E’ una delle caratteristiche dell’I-phone. L’impenetrabilità. Nemmeno i programmi e i software più avanzati riescono a scardinare il sistema.
E anche l’esperto incaricato dalla procura dell’Aquila di aprire il telefono portatile di Francesca Ercolini, nell’accertamento tecnico irripetibile ha dovuto arrendersi.
Dunque, le chat e gli altri indizi che forse sono ancora in quel cellulare e che avrebbero potuto dare un impulso decisivo alle indagini sulla morte della giudice di Campobasso al momento restano un segreto.
Il procuratore Alberto Sgambati e il sostituto Roberta D’Avolio attendono ora l’esito della nuova autopsia che il medico legale Vittorio Fineschi ha eseguito la scorsa estate sul corpo della donna trovata senza vita nella sua casa in viale Zara a Pesaro.
Proprio in casa sua, i Ris di Roma una settimana fa, hanno lavorato per oltre sei ore per ricostruire la scena del ritrovamento del corpo, che, stando alla versione del marito della donna, aveva un foulard come questo annodato al collo, legato alla ringhiera della scala interna della casa.

■ ESTRATTO DEL DATASET ■
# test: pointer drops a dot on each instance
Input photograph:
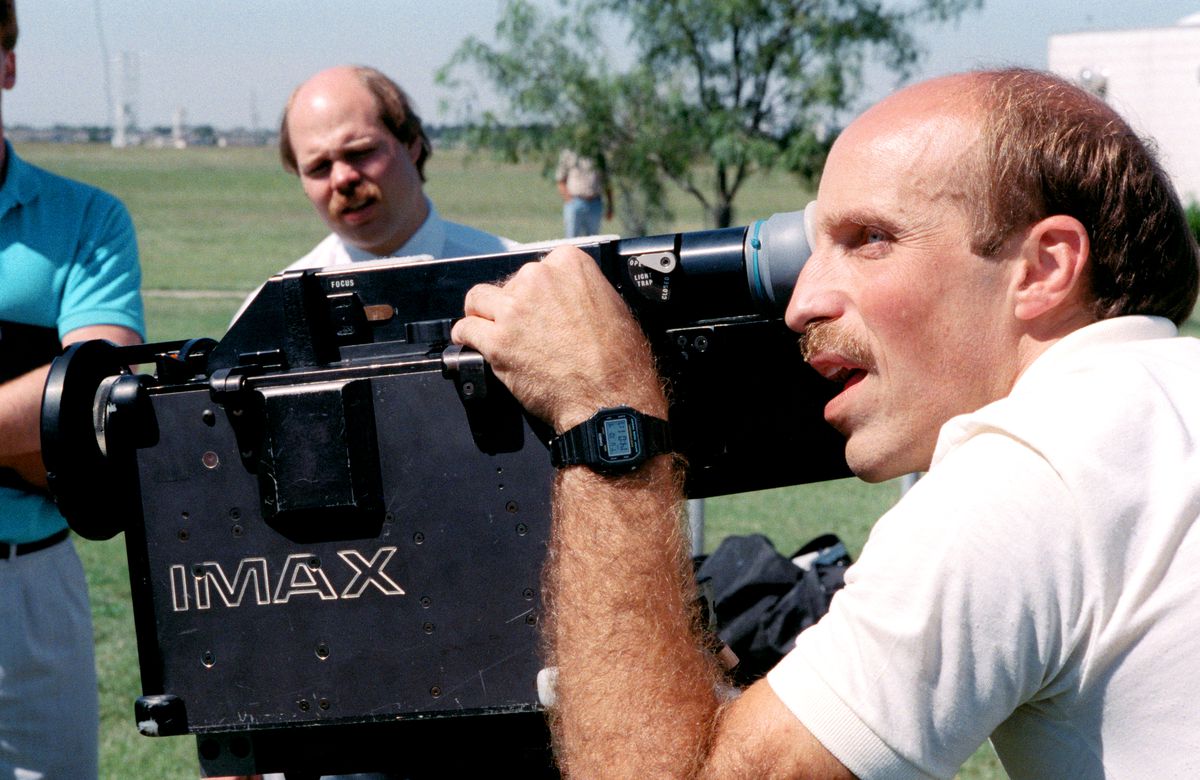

■ CONSEGNE ■
a. Riporta parola per parola il passo del brano sulla morte della giudice che va da "Il procuratore Alberto" fino a "interna della casa.".
b. Prosegui il brano sulla morte della giudice a partire dalla sua ultima frase.
L'elenco riportato sopra proviene da una fonte diversa rispetto al brano.

■ SOLUZIONI ■
a.
Il procuratore Alberto Sgambati e il sostituto Roberta D’Avolio attendono ora l’esito della nuova autopsia che il medico legale Vittorio Fineschi ha eseguito la scorsa estate sul corpo della donna trovata senza vita nella sua casa in viale Zara a Pesaro.
Proprio in casa sua, i Ris di Roma una settimana fa, hanno lavorato per oltre sei ore per ricostruire la scena del ritrovamento del corpo, che, stando alla versione del marito della donna, aveva un foulard come questo annodato al collo, legato alla ringhiera della scala interna della casa.

b.
Sul tavolo dei magistrati aquilani dovrà arrivare anche la relazione del reparto scientifico dei carabinieri. Tutto questo dovrà avvenire entro fine anno, il tempo che hanno richiesto i Ris e Fineschi per consegnare i risultati degli accertamenti ai magistrati.
Un caso archiviato come suicidio, ma poi riaperto clamorosamente dalla procura dell’Aquila che ha messo sotto la lente il marito della donna, un avvocato marchigiano di 57 anni anni, il medico legale che ha eseguito la prima autopsia e quattro funzionari della questura di Pesaro.